Job> Render each line of the records below as a JSON list of strings, one string per line, and omit any blank lines.

Data section>

--- --- ---

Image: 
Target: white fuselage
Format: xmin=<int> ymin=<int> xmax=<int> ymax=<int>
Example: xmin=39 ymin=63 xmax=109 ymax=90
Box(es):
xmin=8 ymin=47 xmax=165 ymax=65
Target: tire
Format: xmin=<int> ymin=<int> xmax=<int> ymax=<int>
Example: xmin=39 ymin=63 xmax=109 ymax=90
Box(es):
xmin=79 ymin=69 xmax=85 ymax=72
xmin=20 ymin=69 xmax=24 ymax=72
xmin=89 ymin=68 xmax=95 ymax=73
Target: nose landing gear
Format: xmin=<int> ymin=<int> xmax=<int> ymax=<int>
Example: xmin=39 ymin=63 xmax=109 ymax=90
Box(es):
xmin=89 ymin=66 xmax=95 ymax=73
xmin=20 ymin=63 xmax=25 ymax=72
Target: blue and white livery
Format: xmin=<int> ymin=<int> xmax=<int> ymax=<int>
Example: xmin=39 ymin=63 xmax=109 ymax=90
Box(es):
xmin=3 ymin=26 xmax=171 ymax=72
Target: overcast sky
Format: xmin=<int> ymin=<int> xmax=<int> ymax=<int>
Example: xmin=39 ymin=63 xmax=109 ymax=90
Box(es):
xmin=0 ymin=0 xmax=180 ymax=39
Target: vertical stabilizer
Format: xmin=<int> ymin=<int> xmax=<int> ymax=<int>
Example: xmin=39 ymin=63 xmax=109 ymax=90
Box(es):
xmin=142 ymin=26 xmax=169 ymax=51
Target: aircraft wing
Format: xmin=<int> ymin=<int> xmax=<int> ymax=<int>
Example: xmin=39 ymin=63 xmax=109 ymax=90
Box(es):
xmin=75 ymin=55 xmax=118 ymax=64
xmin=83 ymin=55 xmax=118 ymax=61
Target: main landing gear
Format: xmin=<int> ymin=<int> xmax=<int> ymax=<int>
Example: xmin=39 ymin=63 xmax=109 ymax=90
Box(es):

--- --- ---

Response to the task>
[
  "Image: ",
  "Target: white fuselage",
  "Format: xmin=<int> ymin=<int> xmax=<int> ymax=<int>",
  "Example: xmin=39 ymin=63 xmax=109 ymax=90",
  "Box(es):",
  "xmin=8 ymin=47 xmax=165 ymax=65",
  "Target: tire",
  "Format: xmin=<int> ymin=<int> xmax=<int> ymax=<int>",
  "Example: xmin=39 ymin=63 xmax=109 ymax=90",
  "Box(es):",
  "xmin=79 ymin=69 xmax=85 ymax=72",
  "xmin=20 ymin=69 xmax=24 ymax=72",
  "xmin=89 ymin=68 xmax=95 ymax=73",
  "Target: nose landing gear",
  "Format: xmin=<int> ymin=<int> xmax=<int> ymax=<int>",
  "Example: xmin=39 ymin=63 xmax=109 ymax=90",
  "Box(es):",
  "xmin=89 ymin=66 xmax=95 ymax=73",
  "xmin=20 ymin=63 xmax=25 ymax=72",
  "Target: blue and white livery",
  "Format: xmin=<int> ymin=<int> xmax=<int> ymax=<int>",
  "Example: xmin=39 ymin=63 xmax=109 ymax=90",
  "Box(es):",
  "xmin=3 ymin=26 xmax=171 ymax=72",
  "Target: overcast sky",
  "Format: xmin=<int> ymin=<int> xmax=<int> ymax=<int>",
  "Example: xmin=39 ymin=63 xmax=109 ymax=90",
  "Box(es):",
  "xmin=0 ymin=0 xmax=180 ymax=39",
  "Target: vertical stabilizer",
  "Format: xmin=<int> ymin=<int> xmax=<int> ymax=<int>",
  "Example: xmin=39 ymin=63 xmax=109 ymax=90",
  "Box(es):",
  "xmin=142 ymin=26 xmax=169 ymax=51",
  "Target: aircraft wing",
  "Format: xmin=<int> ymin=<int> xmax=<int> ymax=<int>",
  "Example: xmin=39 ymin=63 xmax=109 ymax=90",
  "Box(es):",
  "xmin=75 ymin=55 xmax=118 ymax=64",
  "xmin=83 ymin=55 xmax=118 ymax=61",
  "Target: main landing gear",
  "Format: xmin=<int> ymin=<int> xmax=<int> ymax=<int>",
  "Example: xmin=39 ymin=63 xmax=109 ymax=90",
  "Box(es):"
]